O
ÚLTIMO EVANGELHO (A última Parte do livro:
"O Calvário e a Missa" de Fulton J.Sheen)
“Pai, nas vossas mãos entrego o meu espírito”. (Lc 23,16)
O último Evangelho da Missa é um formoso
paradoxo que nos faz regressar ao princípio, pois abre com as palavras “no
princípio”...
Também na vida humana o fim é o princípio
de outra vida. A última palavra de Nosso Senhor foi realmente, o Seu último
evangelho: “Pai nas vossas mãos entrego o meu espírito”.
Tal como no evangelho da Missa, também Ele
regressa ao Pai de onde veio. Jesus completara a Sua obra. A Sua missa começara
com a palavra Pai, e foi com essa mesma palavra que Ele terminou.
“Todas as coisas perfeitas, diziam os Gregos,
movem-se em sentido circular”. Tal como os grandes planetas, que só após um
longo espaço de tempo completam as suas órbitas e regressam novamente ao seu
ponto de partida, como que para saudarem Aquele que os colocou no seu caminho,
também o Verbo Encarnado, que veio ao mundo para dizer a Sua Missa, ao
completar a Sua Missa na Terra regressou para junto de Seu Pai Celestial que O
enviara para a jornada da Redenção do mundo.
O Filho Pródigo está prestes a regressar à
casa de Seu Pai, pois Jesus é também o Filho Pródigo que durante tinta e três
anos deixou a casa de Seu Pai e a bem-aventurança do Céu e veio ao país
estrangeiro que é a Terra-pois é estrangeiro todo o país distante da casa
paterna. Ele despendeu a substância da Sua Verdade na infabilidade da Sua
Igreja, e a substância do Seu Poder na autoridade que deu aos Seus Apóstolos e
aos Seus sucessores.
Ele despendeu a substância da Sua Vida na
Redenção e no Sacramento. Quando esgotou tudo até a última gota, Ele volveu o
olhar para a casa de Seu Pai e, num grito ressonante, lançou o Seu Espírito
para os braços de Seu Pai, não como alguém que mergulha na escuridão, mas sim
como quem sabe que caminha para onde será bem vindo.
Naquela última palavra e naquele último
evangelho que O fez regressar ao Princípio de todos os princípios, e
principalmente a Seu Pai, revelam-se a história e o ritmo da vida. O fim de
todas as coisas regressa, de qualquer maneira, ao seu princípio.
Tal como a Filho regressa à casa de Seu Pai, e como o corpo regressa
ao pó de onde nasceu, também a alma do homem, que veio de Deus, deve algum dia
voltar para junto de Deus. A morte não é o fim de todas as coisas.
A
lousa fria que cai sobre a sepultura não marca o fim da história de um homem. A maneira como ele viveu a sua vida determina as condições da
sua vida futura. Se ele procura Deus durante a existência, a morte será
como que a abertura de uma gaiola. Ele poderá então, servindo-se das suas asas,
voar para os braços do Bem-Amado.
Se ele, durante a vida, se afastou de Deus, a morte ser-lhe-á como que
o início de um eterno afastamento da verdadeira Vida, da Verdade e do Amor –
será o inferno.
------------------------------------------------
### [Tarefa indicada 1]
Resuma em duas frases o texto sobre o último Evangelho.
O documento e os registros não têm nenhuma relação entre si.

### [Dados de trabalho]
------------------------------------------------
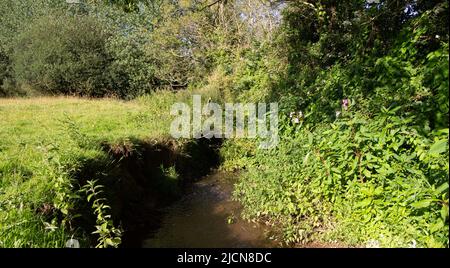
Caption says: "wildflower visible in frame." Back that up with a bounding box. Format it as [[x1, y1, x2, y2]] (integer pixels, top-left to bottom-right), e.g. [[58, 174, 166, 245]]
[[366, 240, 380, 248], [342, 99, 350, 111]]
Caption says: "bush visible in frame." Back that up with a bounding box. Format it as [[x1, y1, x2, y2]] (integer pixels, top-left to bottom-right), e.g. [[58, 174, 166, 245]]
[[229, 109, 449, 247], [12, 15, 114, 96]]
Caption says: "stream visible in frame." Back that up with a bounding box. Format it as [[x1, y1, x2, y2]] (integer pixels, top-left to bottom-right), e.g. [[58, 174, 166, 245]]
[[142, 172, 277, 248]]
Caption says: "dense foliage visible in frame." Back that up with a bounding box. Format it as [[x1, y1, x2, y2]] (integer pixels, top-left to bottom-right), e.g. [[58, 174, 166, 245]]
[[0, 0, 449, 247]]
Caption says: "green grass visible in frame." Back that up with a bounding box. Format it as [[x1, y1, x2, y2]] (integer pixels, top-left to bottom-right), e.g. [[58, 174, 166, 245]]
[[0, 92, 186, 247]]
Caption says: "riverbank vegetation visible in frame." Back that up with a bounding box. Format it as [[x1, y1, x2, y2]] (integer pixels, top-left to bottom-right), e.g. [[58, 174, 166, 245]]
[[0, 0, 449, 247]]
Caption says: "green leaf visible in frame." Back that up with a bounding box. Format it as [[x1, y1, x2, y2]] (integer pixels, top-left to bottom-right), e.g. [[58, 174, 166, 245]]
[[411, 199, 432, 208], [441, 205, 448, 221], [428, 140, 447, 154], [434, 182, 448, 195], [356, 198, 372, 207], [430, 220, 444, 233]]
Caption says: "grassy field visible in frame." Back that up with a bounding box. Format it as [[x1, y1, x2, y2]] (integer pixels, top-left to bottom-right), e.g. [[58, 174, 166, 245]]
[[0, 92, 188, 247]]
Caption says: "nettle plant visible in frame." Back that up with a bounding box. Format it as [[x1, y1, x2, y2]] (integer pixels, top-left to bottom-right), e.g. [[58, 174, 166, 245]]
[[81, 180, 122, 248], [235, 106, 449, 247]]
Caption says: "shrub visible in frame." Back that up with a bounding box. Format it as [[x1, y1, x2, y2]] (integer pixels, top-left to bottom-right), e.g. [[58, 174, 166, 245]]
------------------------------------------------
### [Tarefa indicada 2]
Copie dos registros, sem nenhuma alteração, tudo desde a linha que contém "leaf visible in" até o fim deles, incluindo essa linha.

### [Resposta completa 1]
A última palavra de Jesus, "Pai, nas vossas mãos entrego o meu espírito", foi o Seu último evangelho: completada a Sua obra, Ele regressou ao Pai de onde veio, tal como o fim de todas as coisas regressa ao seu princípio. Do mesmo modo, a alma do homem, que veio de Deus, deve voltar para junto d'Ele, e a maneira como cada um viveu determina se a morte será a abertura de uma gaiola rumo ao Bem-Amado ou o início de um eterno afastamento, que será o inferno.

### [Resposta completa 2]
Caption says: "green leaf visible in frame." Back that up with a bounding box. Format it as [[x1, y1, x2, y2]] (integer pixels, top-left to bottom-right), e.g. [[58, 174, 166, 245]]
[[411, 199, 432, 208], [441, 205, 448, 221], [428, 140, 447, 154], [434, 182, 448, 195], [356, 198, 372, 207], [430, 220, 444, 233]]
Caption says: "grassy field visible in frame." Back that up with a bounding box. Format it as [[x1, y1, x2, y2]] (integer pixels, top-left to bottom-right), e.g. [[58, 174, 166, 245]]
[[0, 92, 188, 247]]
Caption says: "nettle plant visible in frame." Back that up with a bounding box. Format it as [[x1, y1, x2, y2]] (integer pixels, top-left to bottom-right), e.g. [[58, 174, 166, 245]]
[[81, 180, 122, 248], [235, 106, 449, 247]]
Caption says: "shrub visible in frame." Back that up with a bounding box. Format it as [[x1, y1, x2, y2]] (integer pixels, top-left to bottom-right), e.g. [[58, 174, 166, 245]]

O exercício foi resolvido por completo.